SOURCE EXTRACT:
—————
The governing board of the Gov. Juan F. Luis Hospital on Wednesday was given an update on finances and progress towards reaching compliance with the Centers for Medicare and Medicaid Services during a critical audit expected in August.
“Substantial progress has been made in addressing the previous CMS citations,” Dr. Kendall Griffith, chief executive officer, said in his report read by Chief Operating Officer Ken Okolo at the board meeting. “The hospital is on track with improvement initiatives and continues to monitor these areas for sustained compliance.”
CMS threatened to withdraw reimbursing the hospital for Medicare and Medicaid insured patients after finding a long list of discrepancies at the medical center last year. JFL was given nine months to take corrective action to avoid losing millions of dollars.
The purpose of the hospital’s CMS approved systems improvement agreement is to address root causes of the medical center’s quality, safety and compliance “challenges,” according to Griffith. Okolo and Griffith are chiefly responsible for monitoring the improvement agreement’s progress.
Griffith outlined three areas that have received administrative attention: oversight, process and documentation design, and events management. Oversight improvement involves developing and implementing processes for electronic agenda planning and management, electronic presentation management and assignment follow-up using tracking lists.
Three hospital administrators comprise the process and documentation design team and will ensure JFL policies and processes are managed and organized from inception to implementation and finally audited for sustainability, according to Griffith. They will work to simplify clinical process and documentation and arrange staff education.
—————
DATA FOR REVIEW:

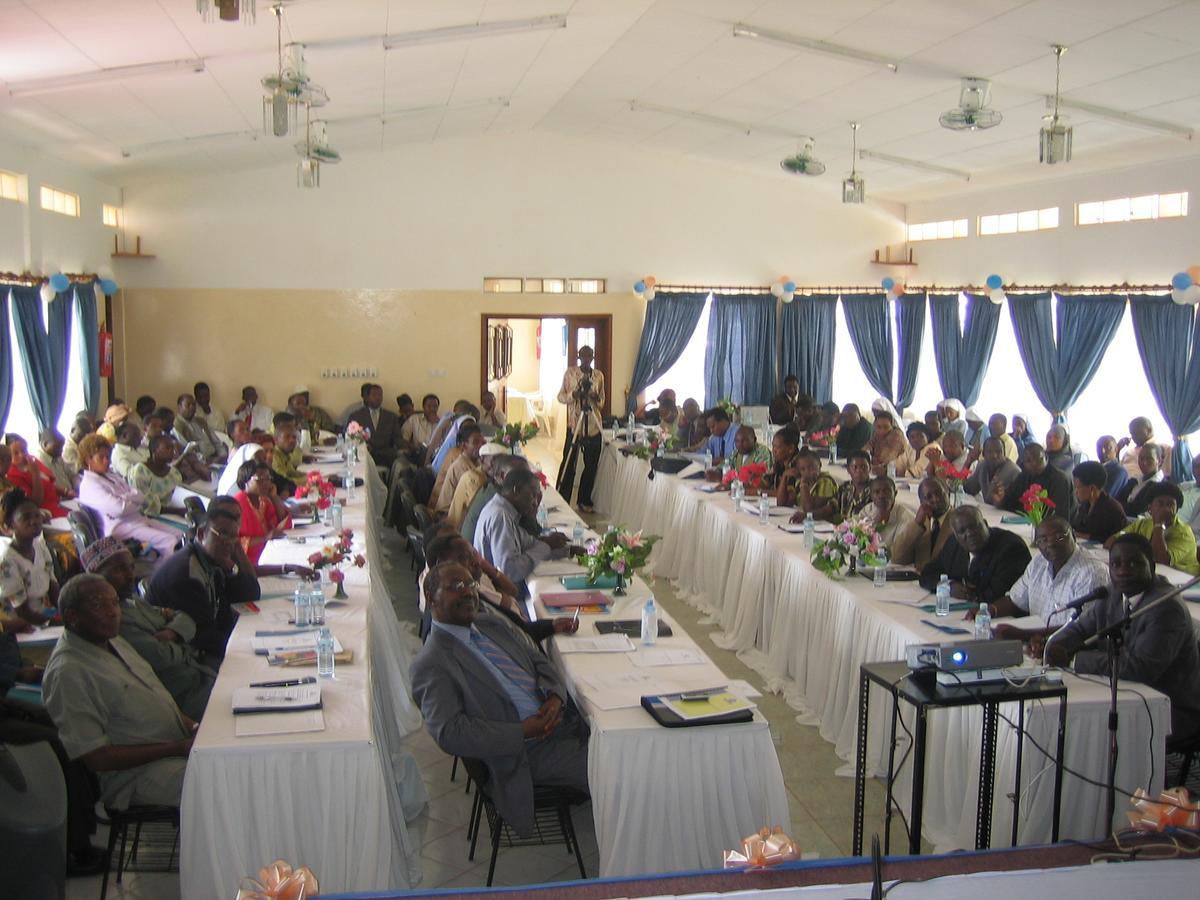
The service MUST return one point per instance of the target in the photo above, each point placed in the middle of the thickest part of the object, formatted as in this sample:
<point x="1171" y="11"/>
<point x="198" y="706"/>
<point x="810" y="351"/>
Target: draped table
<point x="664" y="799"/>
<point x="337" y="799"/>
<point x="808" y="635"/>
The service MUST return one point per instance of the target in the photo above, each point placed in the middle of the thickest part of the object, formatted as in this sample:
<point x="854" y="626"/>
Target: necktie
<point x="498" y="658"/>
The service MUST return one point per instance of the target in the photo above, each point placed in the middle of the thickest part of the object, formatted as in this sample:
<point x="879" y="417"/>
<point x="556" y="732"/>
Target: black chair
<point x="552" y="817"/>
<point x="119" y="823"/>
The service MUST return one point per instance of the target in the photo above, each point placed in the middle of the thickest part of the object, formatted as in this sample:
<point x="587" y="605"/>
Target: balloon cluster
<point x="995" y="288"/>
<point x="784" y="288"/>
<point x="893" y="287"/>
<point x="1186" y="286"/>
<point x="645" y="288"/>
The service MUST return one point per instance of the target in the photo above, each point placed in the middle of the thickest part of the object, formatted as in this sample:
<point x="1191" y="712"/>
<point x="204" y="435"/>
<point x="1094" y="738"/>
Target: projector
<point x="964" y="655"/>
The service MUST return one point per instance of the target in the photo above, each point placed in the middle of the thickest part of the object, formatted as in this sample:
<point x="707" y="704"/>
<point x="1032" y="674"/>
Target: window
<point x="10" y="186"/>
<point x="1031" y="220"/>
<point x="939" y="231"/>
<point x="61" y="202"/>
<point x="1133" y="209"/>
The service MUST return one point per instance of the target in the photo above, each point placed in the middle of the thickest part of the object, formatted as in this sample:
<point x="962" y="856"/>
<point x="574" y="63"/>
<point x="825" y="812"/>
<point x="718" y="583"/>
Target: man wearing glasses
<point x="487" y="693"/>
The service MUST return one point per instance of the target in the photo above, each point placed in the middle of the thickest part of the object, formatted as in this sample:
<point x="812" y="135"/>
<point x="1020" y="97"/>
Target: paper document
<point x="600" y="643"/>
<point x="652" y="657"/>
—————
EXERCISE A:
In the article about the hospital board meeting, reproduce the passage that begins at the words "CMS threatened to" and stops after "millions of dollars.".
EXERCISE B:
According to the article about the hospital board meeting, how long was JFL given to take corrective action?
EXERCISE C:
Pick up the article about the hospital board meeting after its final sentence and keep writing.
The material stands apart from the article about the hospital board meeting.

OUTPUT A:
CMS threatened to withdraw reimbursing the hospital for Medicare and Medicaid insured patients after finding a long list of discrepancies at the medical center last year. JFL was given nine months to take corrective action to avoid losing millions of dollars.

OUTPUT B:
Nine months.

OUTPUT C:
Another committee will manage review and revision of hospital policies such as bedside education. Clinical policies with impact on patient care have already been revised to meet regulatory compliance, Griffith reported.
The third project is managing adverse events. Griffith said the executive team meets daily to address adverse events and situations as well as take action to control the root cause of such issues.
The hospital also is addressing infrastructure deficiencies. An operating room suite and the labor and delivery unit are being renovated and plans are under way for revamping the inpatient behavioral unit.
CMS also cited the chronic understaffing at the hospital. Griffith reported that 55 new employees have been hired for nursing, clinical support, security, administration and environmental areas. Additional staff should be on board in the next two months, he said.
The board approved the appointment of three physicians and two registered nurses. However, the resignation of two physicians was also announced.
Dr. Ramesh Lakhram, president of the medical staff, said an anesthesiologist is needed as soon as possible to replace the one who is leaving.
Philip Arcidi, board treasurer, and Tim Lessing, chief financial officer, told the board $4.8 million in net patient revenue was an increase of $3.5 million over May 2014. Year to date is almost 21 percent higher at $35.3 million.
On the other hand, the loss for May, after expenses, was $1.1 million and $5.6 million year to date. The loss was $4.4 million for 2014 – a difference of 26 percent. The Senate has provided $2.3 million of $7 million requested by the hospital to meet CMS requirements. Operating expenses are 160 percent of earnings this year compared to 175 percent last year, he said.
Lessing added that June books were closed out and $4.4 million was collected for “another stellar month.”
JFL is making its current contributions to the Government Employees Retirement System, Arcidi said, but owes for previous years. He said the finance department is working on the 2016 budget to be presented to the Legislature in August. First it will be reviewed and approved by the board, he added.
Other reports included news that a recent power outage was handled by the one working generator and parts for the other back up have been received. (During an islandwide outage in April, the hospital lost power for several hours when neither generator worked properly.)
The air conditioning has been “fixed temporarily” after failing two weeks ago leaving the emergency room and finance office, among other areas, without cooling air. The problem occurred because the system is old, Okolo said.
Board members present Wednesday were Arcidi (by telephone), Dr. Anthony Ricketts, chairman, Joyce Heyliger, Troy de Chabert Schuster and Kimberly Jones. Griffith was absent.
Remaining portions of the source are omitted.